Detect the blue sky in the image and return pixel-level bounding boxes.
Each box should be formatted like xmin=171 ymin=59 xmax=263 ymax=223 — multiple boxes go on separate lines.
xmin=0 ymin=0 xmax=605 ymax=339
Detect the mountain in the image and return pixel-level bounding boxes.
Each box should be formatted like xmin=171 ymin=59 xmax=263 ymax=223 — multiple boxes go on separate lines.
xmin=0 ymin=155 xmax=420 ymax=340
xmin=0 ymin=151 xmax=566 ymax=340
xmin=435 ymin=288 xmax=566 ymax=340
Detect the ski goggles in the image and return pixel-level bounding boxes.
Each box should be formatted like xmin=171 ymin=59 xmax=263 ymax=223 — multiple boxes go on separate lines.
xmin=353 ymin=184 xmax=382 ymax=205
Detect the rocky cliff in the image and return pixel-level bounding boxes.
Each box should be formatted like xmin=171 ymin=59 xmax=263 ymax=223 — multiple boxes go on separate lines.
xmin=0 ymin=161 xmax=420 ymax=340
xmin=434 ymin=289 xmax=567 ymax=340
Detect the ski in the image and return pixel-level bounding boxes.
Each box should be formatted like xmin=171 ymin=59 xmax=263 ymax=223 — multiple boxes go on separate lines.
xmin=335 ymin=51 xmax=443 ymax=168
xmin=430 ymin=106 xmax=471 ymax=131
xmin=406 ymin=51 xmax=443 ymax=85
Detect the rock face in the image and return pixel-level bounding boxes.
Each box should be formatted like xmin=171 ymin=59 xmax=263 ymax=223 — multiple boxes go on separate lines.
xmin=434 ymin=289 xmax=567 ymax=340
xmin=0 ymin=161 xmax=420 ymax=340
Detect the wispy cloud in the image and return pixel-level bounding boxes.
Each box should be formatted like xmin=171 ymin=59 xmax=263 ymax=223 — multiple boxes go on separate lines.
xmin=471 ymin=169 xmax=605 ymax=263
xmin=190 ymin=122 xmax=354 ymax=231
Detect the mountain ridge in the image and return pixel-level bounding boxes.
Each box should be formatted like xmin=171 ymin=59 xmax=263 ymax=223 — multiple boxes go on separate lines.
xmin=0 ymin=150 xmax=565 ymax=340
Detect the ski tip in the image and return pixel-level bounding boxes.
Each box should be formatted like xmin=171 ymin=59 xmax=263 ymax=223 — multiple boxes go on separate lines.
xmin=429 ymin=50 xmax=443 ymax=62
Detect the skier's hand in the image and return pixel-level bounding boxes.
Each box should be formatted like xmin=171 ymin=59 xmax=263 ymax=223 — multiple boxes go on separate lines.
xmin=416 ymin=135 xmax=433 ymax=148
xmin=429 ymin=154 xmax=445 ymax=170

◇ ◇ ◇ ◇ ◇ ◇ ◇

▸ What is asked:
Copy the rows word for word, starting at the line with "Detect the mountain ridge" and continuing through the end of the rows.

▸ Result of this exercise:
Detect the mountain ridge in the image and return pixel-level bounding boxes.
Each box should be formatted like xmin=171 ymin=59 xmax=263 ymax=223 — multiple boxes go on separate lines.
xmin=0 ymin=150 xmax=565 ymax=340
Detect the ski tip in the image and return pixel-level bounding boxes.
Each box should be formatted like xmin=171 ymin=59 xmax=263 ymax=223 — multiple boxes go on separate lines.
xmin=429 ymin=50 xmax=443 ymax=62
Detect the skier's hand in the image and return pixel-level bounding boxes.
Each box should be formatted like xmin=171 ymin=59 xmax=263 ymax=223 — multiple boxes go on separate lines.
xmin=416 ymin=135 xmax=433 ymax=148
xmin=429 ymin=154 xmax=445 ymax=170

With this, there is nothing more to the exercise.